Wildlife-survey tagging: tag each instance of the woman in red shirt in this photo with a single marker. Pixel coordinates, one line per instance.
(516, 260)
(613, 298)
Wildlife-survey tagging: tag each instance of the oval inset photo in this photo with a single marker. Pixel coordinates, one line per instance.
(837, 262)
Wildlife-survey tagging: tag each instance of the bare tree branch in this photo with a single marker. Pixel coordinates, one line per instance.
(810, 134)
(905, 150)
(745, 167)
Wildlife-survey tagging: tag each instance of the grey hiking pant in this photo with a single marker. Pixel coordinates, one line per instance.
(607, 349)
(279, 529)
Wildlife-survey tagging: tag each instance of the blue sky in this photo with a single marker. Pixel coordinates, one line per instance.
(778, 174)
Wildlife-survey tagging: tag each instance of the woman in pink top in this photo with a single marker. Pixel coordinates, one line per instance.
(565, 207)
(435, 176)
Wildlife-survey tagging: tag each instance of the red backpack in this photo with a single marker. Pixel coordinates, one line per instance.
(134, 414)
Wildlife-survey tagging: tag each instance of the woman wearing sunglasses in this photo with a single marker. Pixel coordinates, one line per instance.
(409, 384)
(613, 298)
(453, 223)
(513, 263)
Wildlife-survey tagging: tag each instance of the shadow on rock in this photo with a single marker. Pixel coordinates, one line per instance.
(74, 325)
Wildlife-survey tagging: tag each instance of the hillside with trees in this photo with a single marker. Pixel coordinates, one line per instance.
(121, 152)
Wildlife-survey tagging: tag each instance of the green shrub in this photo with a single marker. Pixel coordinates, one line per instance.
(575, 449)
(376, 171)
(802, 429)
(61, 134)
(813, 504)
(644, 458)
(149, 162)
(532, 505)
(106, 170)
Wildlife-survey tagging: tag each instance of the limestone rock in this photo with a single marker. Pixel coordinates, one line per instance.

Brief
A word-for-word copy of all the entries is required.

Result for this exercise
Wildlife-survey tagging: tag each instance of the woman in red shirt in this photo with a single marker. Pixel coordinates, one line per instance.
(516, 260)
(613, 298)
Wildlife-survey tagging: tag each instance of the oval inset photo in this photo with a single marker. Pixel coordinates, one line per instance.
(837, 262)
Wildlife-survey tagging: tag each instance of the bare tree branch in this photo with a single marker. Pixel coordinates, one line per instance.
(810, 134)
(905, 150)
(745, 167)
Wildlife-survey tagging: tag each instance of the grey hiking pant in this photo with a single marker. Pixel coordinates, one line per instance.
(607, 349)
(279, 529)
Wildlife-survey tagging: tag each instance of the blue sky in this photo with a single marker. Pixel coordinates, one line per instance.
(778, 174)
Wildlife-survey tagging: tag each instance of the woman in pink top in this photo with a single marker. Pixel coordinates, one line per instance.
(565, 207)
(435, 176)
Wildlife-survey tagging: tag each instance of the red backpack in this photo with a single marker. Pixel coordinates, one line per instance.
(134, 414)
Wildlife-survey tagging: tag each instance of the woman wearing sunglasses in this photo with a single marker. Pixel coordinates, one line per instance.
(409, 384)
(613, 298)
(453, 223)
(513, 263)
Wildlife-survey tagging: tag each instance of the shadow on rock in this photo with a single marker. Pixel coordinates, one line per instance.
(74, 325)
Wildlife-survey tagging: tag each instance of the hillside with trees in this photo with a single marker. Pixel coordinates, one line per instance.
(121, 152)
Wildlife-survey tagging: tag each instance of the green shrub in this photo with a single marker. Pixel coordinates, one line per instance.
(575, 449)
(376, 171)
(802, 429)
(61, 134)
(813, 504)
(644, 458)
(149, 162)
(532, 505)
(106, 170)
Wildlife-survey tagging: tag each instance of the limestone rock in this photo with a single marker. Pixel coordinates, one line per instance.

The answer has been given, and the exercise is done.